Supplied text:
Do not rely on memory. Re-read the applicable DOX chain in the current session before editing.

Also read CONTRIBUTING.md before contribution, branch, release, backport, or AI-attribution decisions.

Update After Editing

Every meaningful change requires a DOX pass before the task is done.

Update the closest owning guide when a change affects:

  • purpose, scope, ownership, or responsibilities
  • durable structure, contracts, workflows, or operating rules
  • required inputs, outputs, permissions, constraints, side effects, or artifacts
  • user preferences about behavior, communication, process, organization, or quality
  • guide creation, deletion, move, rename, or index contents

Update parent docs when parent-level structure, ownership, workflow, or child index changes. Update child docs when parent changes alter local rules. Remove stale or contradictory text immediately. Small edits that do not change behavior or contracts may leave docs unchanged, but the DOX pass still must happen.

Hierarchy

  • The root guide is the DOX rail for project-wide instructions, global preferences, durable workflow rules, and the top-level Child DOX Index.
  • Child guides own domain-specific instructions and their own Child DOX Index.
  • Each parent explains what its direct children cover and what stays owned by the parent.
  • The closer a doc is to the work, the more specific and practical it must be.

Child Doc Shape

  • Create a child guide when a folder becomes a durable boundary with its own purpose, rules, responsibilities, workflow, materials, or quality standards.
  • Work Guidance must reflect the current standards of the project or user instructions. If there are no specific standards yet, leave it empty.
  • Verification must reflect an existing check. If no verification framework exists yet, leave it empty and update it when one exists.

Default section order:

  • Purpose
  • Ownership
  • Local Contracts
  • Work Guidance
  • Verification
  • Child DOX Index

Style

  • Keep docs concise, current, and operational.
  • Document stable contracts, not diary entries.
  • Put broad rules in parent docs and concrete details in child docs.
  • Prefer direct bullets with explicit names.
  • Do not duplicate rules across many files unless each scope needs a local version.
  • Delete stale notes instead of explaining history.
  • Trim obvious statements, repeated rules, misplaced detail, and warnings for risks that no longer exist.

Project Work Guidance

  • Keep commits small and separable.
  • Do not mix safe fixes with behavior changes, default flips, or broad driver rewrites.
  • Keep compatibility-sensitive changes conservative on master and stable branches.
  • Put risky or behavior-changing work into focused long-lived pull requests for a later milestone.
  • When working from issues or pull requests, inspect linked reports and prior review comments before deciding what is actionable.
  • Prefer extracting safe, independently testable patches from large pull requests instead of rebasing or merging broad experimental series wholesale.
  • Use available review, GitHub, CI, or workflow skills when they help preserve review-thread context, linked issue context, or test status.

Data entries:
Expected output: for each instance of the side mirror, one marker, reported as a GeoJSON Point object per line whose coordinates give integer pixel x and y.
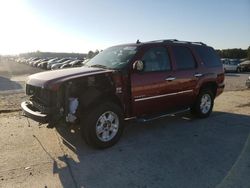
{"type": "Point", "coordinates": [138, 65]}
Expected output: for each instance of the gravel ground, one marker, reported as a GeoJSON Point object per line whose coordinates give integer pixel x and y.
{"type": "Point", "coordinates": [177, 151]}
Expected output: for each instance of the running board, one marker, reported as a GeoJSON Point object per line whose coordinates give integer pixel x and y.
{"type": "Point", "coordinates": [151, 118]}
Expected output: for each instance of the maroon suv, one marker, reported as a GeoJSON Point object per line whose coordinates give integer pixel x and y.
{"type": "Point", "coordinates": [143, 81]}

Prompt 1: Translate this sentence from the documentation guidelines into Spanish: "Remove stale or contradictory text immediately."
Prompt 2: Write what comes next in the documentation guidelines, picking up after their final line.
The material has no role in this work.

Written reply 1: Elimine de inmediato el texto obsoleto o contradictorio.

Written reply 2:
  • Do not push, merge, close issues, resolve review threads, or post GitHub comments unless explicitly asked.

Bug Fixing Guidance

  • Start from the observed failure, linked reports, and relevant logs.
  • Identify whether the fix is a bug fix, safe feature, behavior change, or architecture change before choosing its target branch or milestone.
  • Document hardware-specific findings when they rely on descriptors, OUIs, firmware versions, or controller-specific quirks.
  • Bug reports do not need to complete every optional checklist item, but they must provide the template logs and system facts needed to support the claimed failure.

Verification

  • Run the smallest relevant local check for the touched files.
  • For driver changes, prefer make -C hid-xpadneo modules when the local kernel build environment is available.
  • For shell-only changes, run bash -n on edited scripts.
  • Report any verification that could not be run.

Closeout

  1. Re-check changed paths against the DOX chain.
  2. Update nearest owning docs and any affected parents or children.
  3. Refresh every affected Child DOX Index.
  4. Remove stale or contradictory text.
  5. Run existing verification when relevant.
  6. Report any docs intentionally left unchanged and why.

User Preferences

When the user requests a durable behavior change, record it here or in the relevant child guide.

Child DOX Index

  • .github/ - repository automation, issue templates, pull request templates, and CI workflows.
  • docs/ - user-facing documentation, descriptors, heuristics, licensing notes, and captured reports.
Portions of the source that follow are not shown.